start

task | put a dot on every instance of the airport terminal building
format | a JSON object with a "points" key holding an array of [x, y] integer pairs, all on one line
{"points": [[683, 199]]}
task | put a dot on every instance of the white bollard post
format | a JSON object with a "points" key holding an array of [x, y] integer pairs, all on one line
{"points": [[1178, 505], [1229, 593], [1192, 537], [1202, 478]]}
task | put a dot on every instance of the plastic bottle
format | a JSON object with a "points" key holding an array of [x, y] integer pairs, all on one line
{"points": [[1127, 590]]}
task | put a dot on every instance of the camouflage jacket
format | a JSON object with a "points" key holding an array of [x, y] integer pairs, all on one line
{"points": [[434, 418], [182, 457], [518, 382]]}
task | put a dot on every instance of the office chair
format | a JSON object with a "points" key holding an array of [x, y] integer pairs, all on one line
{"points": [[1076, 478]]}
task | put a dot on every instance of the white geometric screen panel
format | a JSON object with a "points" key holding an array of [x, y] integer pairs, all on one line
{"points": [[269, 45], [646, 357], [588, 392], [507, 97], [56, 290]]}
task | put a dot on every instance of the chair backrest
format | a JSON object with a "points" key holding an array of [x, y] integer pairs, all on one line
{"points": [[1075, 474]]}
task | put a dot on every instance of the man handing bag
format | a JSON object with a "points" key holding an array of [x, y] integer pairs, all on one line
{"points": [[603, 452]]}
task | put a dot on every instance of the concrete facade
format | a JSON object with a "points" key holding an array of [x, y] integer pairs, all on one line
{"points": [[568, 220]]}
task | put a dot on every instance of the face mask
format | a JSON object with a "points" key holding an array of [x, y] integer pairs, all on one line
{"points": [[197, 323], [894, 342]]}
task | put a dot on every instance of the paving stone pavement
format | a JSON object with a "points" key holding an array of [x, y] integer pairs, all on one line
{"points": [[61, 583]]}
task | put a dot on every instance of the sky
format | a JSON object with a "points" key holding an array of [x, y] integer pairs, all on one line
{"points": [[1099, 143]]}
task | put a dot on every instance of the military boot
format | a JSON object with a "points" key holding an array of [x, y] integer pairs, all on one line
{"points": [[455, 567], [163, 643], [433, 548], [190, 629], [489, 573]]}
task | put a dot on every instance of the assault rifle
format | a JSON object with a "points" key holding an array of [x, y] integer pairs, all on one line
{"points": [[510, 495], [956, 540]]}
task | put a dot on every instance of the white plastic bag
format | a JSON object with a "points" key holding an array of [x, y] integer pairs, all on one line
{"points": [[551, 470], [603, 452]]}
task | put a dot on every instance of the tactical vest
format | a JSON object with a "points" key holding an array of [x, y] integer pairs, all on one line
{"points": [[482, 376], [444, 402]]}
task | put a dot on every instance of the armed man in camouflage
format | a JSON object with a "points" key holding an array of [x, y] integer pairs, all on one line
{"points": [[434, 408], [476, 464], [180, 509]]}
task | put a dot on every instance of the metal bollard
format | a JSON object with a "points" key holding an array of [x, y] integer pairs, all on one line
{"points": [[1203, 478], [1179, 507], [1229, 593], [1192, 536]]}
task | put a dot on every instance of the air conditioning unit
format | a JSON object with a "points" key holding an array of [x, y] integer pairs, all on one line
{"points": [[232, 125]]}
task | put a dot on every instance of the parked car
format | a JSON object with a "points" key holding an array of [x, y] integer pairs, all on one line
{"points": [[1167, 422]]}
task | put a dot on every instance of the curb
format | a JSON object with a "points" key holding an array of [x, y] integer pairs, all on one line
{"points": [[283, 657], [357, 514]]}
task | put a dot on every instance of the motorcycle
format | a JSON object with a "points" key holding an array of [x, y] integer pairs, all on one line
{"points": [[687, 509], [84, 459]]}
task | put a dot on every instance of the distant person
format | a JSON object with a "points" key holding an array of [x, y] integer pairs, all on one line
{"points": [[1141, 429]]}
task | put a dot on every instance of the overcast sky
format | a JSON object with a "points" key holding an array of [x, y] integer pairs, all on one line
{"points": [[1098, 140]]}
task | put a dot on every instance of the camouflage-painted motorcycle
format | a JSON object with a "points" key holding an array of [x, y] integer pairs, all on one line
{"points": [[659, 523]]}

end
start

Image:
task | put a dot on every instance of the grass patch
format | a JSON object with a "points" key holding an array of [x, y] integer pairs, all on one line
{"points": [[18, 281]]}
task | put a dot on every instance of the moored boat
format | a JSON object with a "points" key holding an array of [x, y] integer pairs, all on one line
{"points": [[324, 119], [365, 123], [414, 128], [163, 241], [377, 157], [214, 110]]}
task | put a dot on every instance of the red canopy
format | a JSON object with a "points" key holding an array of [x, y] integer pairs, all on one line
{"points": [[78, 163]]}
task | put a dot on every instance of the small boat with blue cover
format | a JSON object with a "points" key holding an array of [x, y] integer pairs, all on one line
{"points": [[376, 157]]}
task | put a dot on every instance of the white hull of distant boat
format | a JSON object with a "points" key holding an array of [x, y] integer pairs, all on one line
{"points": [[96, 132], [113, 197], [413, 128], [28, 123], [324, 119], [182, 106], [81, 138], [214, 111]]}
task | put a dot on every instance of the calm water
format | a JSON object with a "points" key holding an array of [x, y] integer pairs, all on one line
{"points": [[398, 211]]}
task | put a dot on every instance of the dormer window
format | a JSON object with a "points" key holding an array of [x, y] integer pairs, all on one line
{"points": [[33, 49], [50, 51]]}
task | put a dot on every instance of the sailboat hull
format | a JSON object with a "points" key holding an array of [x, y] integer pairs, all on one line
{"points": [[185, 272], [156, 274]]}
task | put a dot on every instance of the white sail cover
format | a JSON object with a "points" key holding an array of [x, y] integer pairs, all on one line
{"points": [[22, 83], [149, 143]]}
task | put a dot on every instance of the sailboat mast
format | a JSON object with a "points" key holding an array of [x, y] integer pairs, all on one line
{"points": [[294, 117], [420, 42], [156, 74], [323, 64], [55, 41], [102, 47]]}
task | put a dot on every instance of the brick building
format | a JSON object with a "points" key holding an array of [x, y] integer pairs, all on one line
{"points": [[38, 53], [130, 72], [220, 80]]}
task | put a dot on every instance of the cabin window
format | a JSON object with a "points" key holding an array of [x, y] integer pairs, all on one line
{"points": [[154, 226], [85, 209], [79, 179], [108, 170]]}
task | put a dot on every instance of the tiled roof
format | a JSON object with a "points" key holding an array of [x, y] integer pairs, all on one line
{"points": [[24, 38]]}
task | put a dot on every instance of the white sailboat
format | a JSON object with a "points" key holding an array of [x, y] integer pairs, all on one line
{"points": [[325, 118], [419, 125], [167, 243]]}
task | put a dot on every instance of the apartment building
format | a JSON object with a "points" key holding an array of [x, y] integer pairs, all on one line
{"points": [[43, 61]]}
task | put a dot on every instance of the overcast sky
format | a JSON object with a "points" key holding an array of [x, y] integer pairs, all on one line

end

* _What the task asks_
From the data above, pull out every line that contains the word "chair".

* _Task solution_
task | put a dot on every instance of the office chair
task | put a dot on every instance of the chair backrest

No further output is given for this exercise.